_Task brief_: Can you recast the data below as a numbered list, leaving out blank lines and the pictures?

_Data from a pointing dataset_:
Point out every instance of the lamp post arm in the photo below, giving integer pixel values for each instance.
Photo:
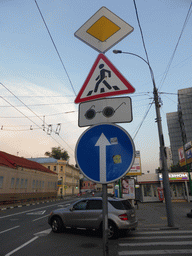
(161, 142)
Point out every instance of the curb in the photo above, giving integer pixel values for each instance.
(29, 204)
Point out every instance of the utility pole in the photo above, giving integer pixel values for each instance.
(166, 186)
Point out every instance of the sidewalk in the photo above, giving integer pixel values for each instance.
(153, 216)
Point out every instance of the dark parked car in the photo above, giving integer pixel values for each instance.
(87, 213)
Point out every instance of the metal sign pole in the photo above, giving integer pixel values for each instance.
(105, 221)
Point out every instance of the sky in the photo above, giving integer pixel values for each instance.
(37, 90)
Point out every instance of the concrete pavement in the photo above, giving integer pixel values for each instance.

_Complete answer_:
1. Point out every instance of the lamp post arm in the photo below, giving integer pixel values for each instance.
2. Photo:
3. (161, 142)
4. Point out every instance of the curb in the photo above, giving integer pixel values for each instance.
5. (29, 204)
6. Point out every instance of the utility pole in the photo above, giving integer pixel values for each instance.
7. (166, 186)
8. Point out every instance of the sidewalk in the photo above, giving integer pixel values for each instance.
9. (153, 216)
10. Point out every instance of the dark parked car in the photo above, giving integer pixel values for each instance.
11. (87, 213)
12. Point out every instance of the metal sign pole in the photo above, giving integer pixel values for each instance.
13. (105, 221)
14. Point out every instance of the sky in the photo above, giving integer pixel values for each instance.
15. (37, 90)
16. Point out every instance of the concrete pavement in the photo above, giving integer pixel values for each instance.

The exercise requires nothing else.